Problem requirements = Extract every line of the data below that contains the string "fence", treating uppercase and lowercase as different.

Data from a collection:
»»

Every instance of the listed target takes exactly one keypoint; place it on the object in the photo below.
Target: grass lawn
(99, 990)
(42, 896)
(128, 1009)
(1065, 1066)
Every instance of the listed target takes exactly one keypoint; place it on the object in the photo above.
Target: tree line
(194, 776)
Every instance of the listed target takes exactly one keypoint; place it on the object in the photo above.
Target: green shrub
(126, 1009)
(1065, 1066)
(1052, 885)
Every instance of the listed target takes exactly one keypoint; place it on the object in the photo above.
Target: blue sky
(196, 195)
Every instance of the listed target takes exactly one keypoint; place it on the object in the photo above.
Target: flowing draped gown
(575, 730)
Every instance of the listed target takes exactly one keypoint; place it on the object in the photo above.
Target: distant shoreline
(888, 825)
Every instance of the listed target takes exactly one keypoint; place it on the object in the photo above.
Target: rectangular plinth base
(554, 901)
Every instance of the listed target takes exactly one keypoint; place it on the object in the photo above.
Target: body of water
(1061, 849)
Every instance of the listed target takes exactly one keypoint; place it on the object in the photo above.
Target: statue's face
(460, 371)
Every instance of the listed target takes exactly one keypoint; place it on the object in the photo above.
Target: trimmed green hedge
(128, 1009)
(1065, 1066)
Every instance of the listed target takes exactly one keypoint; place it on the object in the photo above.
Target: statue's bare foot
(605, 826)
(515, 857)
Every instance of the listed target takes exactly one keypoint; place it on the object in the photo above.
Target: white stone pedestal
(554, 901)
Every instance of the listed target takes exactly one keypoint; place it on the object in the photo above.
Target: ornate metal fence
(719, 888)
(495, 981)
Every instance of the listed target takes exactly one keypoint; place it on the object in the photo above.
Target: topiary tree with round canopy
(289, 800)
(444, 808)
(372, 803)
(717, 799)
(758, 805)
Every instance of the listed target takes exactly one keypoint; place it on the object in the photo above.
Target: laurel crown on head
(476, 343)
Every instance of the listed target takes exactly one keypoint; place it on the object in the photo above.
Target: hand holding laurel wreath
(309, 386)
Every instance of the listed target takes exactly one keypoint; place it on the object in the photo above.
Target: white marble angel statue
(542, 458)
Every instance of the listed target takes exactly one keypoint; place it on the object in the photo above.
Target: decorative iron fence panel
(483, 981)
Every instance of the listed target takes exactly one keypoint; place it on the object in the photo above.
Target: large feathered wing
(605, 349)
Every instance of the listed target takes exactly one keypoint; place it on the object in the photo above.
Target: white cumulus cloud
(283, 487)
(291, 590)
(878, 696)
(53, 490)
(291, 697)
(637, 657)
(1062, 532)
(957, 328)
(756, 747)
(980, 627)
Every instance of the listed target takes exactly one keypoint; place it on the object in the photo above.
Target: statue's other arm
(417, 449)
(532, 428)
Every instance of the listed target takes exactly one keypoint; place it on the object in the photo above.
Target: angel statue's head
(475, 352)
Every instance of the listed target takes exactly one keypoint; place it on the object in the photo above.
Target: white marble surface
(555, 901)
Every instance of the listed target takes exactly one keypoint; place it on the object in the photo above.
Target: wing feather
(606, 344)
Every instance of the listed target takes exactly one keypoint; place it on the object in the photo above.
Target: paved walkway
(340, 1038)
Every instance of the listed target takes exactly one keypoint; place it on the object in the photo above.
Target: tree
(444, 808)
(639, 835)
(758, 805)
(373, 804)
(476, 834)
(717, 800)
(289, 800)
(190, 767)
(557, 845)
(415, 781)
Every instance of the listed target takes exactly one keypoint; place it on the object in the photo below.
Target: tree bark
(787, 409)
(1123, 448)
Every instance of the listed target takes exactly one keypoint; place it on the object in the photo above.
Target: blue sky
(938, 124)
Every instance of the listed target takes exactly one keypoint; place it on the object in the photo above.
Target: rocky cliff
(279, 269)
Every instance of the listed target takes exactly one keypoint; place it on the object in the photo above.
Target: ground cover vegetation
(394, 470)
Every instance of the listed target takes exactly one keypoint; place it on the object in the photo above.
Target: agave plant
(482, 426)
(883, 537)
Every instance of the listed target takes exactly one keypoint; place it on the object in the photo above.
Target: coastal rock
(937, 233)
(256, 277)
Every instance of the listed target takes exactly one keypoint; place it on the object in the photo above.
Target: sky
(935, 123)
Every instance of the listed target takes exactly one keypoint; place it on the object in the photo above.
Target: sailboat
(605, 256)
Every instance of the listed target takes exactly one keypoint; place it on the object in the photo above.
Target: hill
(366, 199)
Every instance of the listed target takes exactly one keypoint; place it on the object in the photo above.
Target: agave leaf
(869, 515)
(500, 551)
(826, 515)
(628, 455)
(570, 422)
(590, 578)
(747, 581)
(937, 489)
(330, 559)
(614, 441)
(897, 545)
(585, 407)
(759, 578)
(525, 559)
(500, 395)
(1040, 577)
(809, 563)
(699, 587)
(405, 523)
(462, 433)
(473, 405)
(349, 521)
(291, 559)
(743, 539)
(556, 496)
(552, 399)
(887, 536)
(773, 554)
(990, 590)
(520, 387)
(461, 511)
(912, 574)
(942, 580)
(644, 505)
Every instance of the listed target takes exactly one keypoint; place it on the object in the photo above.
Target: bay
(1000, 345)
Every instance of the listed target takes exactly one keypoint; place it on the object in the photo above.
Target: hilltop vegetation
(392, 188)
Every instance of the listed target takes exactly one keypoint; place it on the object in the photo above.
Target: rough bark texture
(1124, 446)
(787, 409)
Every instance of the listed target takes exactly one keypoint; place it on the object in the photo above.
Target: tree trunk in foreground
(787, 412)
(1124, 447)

««

Reply =
Target: ornate metal fence
Target: decorative iron fence panel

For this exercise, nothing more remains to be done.